What is asked
Update these records by changing "building wall" to "stone wall" everywhere and keeping the rest as it is. Leave the pictures out of your answer.

(Image boundary annotation records)
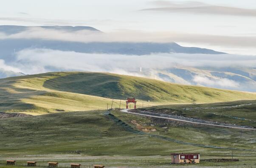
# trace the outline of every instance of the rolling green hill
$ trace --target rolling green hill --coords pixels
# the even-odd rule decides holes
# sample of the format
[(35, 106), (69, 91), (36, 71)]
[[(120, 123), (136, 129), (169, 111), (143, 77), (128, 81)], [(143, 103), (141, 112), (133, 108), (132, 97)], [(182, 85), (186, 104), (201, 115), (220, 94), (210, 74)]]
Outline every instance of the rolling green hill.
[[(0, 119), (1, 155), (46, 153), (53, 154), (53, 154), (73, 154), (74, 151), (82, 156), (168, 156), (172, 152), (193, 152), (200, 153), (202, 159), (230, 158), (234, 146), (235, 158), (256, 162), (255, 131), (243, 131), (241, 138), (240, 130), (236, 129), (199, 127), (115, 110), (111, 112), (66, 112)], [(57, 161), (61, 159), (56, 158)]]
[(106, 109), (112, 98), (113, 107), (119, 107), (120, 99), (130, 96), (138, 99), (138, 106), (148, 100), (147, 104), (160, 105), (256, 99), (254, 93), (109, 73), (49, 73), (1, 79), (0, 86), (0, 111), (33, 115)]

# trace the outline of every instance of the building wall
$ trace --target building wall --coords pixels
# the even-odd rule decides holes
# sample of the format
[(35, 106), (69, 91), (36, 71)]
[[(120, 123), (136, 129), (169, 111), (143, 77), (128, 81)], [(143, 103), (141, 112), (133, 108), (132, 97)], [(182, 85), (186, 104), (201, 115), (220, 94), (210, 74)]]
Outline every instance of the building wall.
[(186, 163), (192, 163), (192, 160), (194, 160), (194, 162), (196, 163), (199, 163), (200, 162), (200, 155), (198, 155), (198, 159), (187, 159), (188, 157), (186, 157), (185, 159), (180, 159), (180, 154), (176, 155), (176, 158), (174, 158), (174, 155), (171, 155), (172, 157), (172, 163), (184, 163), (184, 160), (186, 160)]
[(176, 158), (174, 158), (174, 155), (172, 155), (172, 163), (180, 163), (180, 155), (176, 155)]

Solution to this problem
# trace the outline of every instance of the rolling green hill
$ trace --target rolling green hill --coords pixels
# the even-odd rule decides holes
# sample of the format
[(35, 106), (69, 91), (36, 71)]
[[(120, 123), (136, 129), (169, 111), (143, 77), (128, 81)], [(143, 103), (141, 112), (133, 108), (132, 97)], [(182, 85), (186, 104), (201, 115), (220, 94), (210, 74)]]
Outline every instance of the rolling green hill.
[[(0, 119), (1, 155), (46, 153), (53, 154), (53, 154), (73, 154), (74, 151), (82, 156), (168, 156), (172, 152), (193, 152), (200, 153), (202, 159), (230, 158), (234, 146), (235, 158), (256, 162), (255, 131), (243, 131), (241, 138), (240, 130), (236, 129), (199, 127), (115, 110), (111, 112), (66, 112)], [(57, 161), (61, 159), (56, 158)]]
[(106, 109), (112, 98), (113, 107), (119, 107), (120, 99), (130, 96), (138, 99), (138, 106), (148, 100), (147, 104), (160, 105), (256, 99), (254, 93), (109, 73), (49, 73), (1, 79), (0, 86), (0, 111), (33, 115)]

# trace the outline of every instance of the stone wall
$ trace --target stone wall --coords pixels
# the even-odd rule decides holes
# sample of the format
[(35, 106), (69, 91), (36, 71)]
[[(120, 123), (136, 129), (169, 111), (143, 77), (128, 81)], [(143, 103), (141, 112), (133, 108), (132, 97)], [(182, 85), (186, 104), (201, 115), (220, 94), (210, 74)]]
Outline every instance of the stone wall.
[(186, 163), (192, 163), (192, 160), (194, 160), (194, 162), (196, 163), (199, 163), (200, 162), (200, 155), (198, 155), (198, 159), (187, 159), (188, 157), (186, 157), (185, 159), (180, 159), (180, 154), (176, 155), (176, 158), (174, 158), (174, 155), (171, 155), (172, 157), (172, 163), (184, 163), (184, 160), (186, 160)]
[(176, 158), (174, 158), (174, 155), (172, 155), (172, 163), (180, 163), (180, 155), (176, 155)]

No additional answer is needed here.